» Reading passage:
▼
19 May 2008

WHEN I GROW UP…

A few months before turning thirty, I asked my father when it is we start feeling like adults. Dad’s response was, “Well, I can speak only for myself. That moment was when I first realized I was responsible for someone else’s life other than my own.” I think that’s a reasonable response.

Still, I don’t feel quite grown up yet. Maybe there’s still a good chunk of me that relates more with adolescence than with adulthood. At least, maybe I like to think so.

It’s like I’ve got this image of “Adult Bill” lingering off into the future, who has responsibilities (I have them) and pays his bills on time (I do that) and never, ever procrastinates (heh.) Adult Bill has a career and has set aside his dreams and maybe has a wife or a family.

Or a mortgage.

I’ve got friends my age (and younger) getting married, some of them on their second marriages. They’re having children. Not just a kid, but children. Am I looking forward to that? Am I terrified of that?
▲
» Source material:
▼
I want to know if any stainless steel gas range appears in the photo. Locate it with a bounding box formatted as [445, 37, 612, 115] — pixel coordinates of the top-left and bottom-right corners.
▲
» Tasks for this exercise:
1. Transcribe the stretch of the essay on feeling grown up from "Still, I don’t" through "terrified of that?".
2. How would you sum up the essay on feeling grown up in two sentences?

» Full solutions:
1.
Still, I don’t feel quite grown up yet. Maybe there’s still a good chunk of me that relates more with adolescence than with adulthood. At least, maybe I like to think so.

It’s like I’ve got this image of “Adult Bill” lingering off into the future, who has responsibilities (I have them) and pays his bills on time (I do that) and never, ever procrastinates (heh.) Adult Bill has a career and has set aside his dreams and maybe has a wife or a family.

Or a mortgage.

I’ve got friends my age (and younger) getting married, some of them on their second marriages. They’re having children. Not just a kid, but children. Am I looking forward to that? Am I terrified of that?

2. A few months before turning thirty, the writer asked the writer's father when people start feeling like adults, and the father answered that for him it was when he first realized he was responsible for someone else's life. The writer still doesn't feel quite grown up, pictures a future "Adult Bill" with responsibilities, a career, and perhaps a wife, a family, or a mortgage, and wonders whether to look forward to or fear having children as friends marry and have them.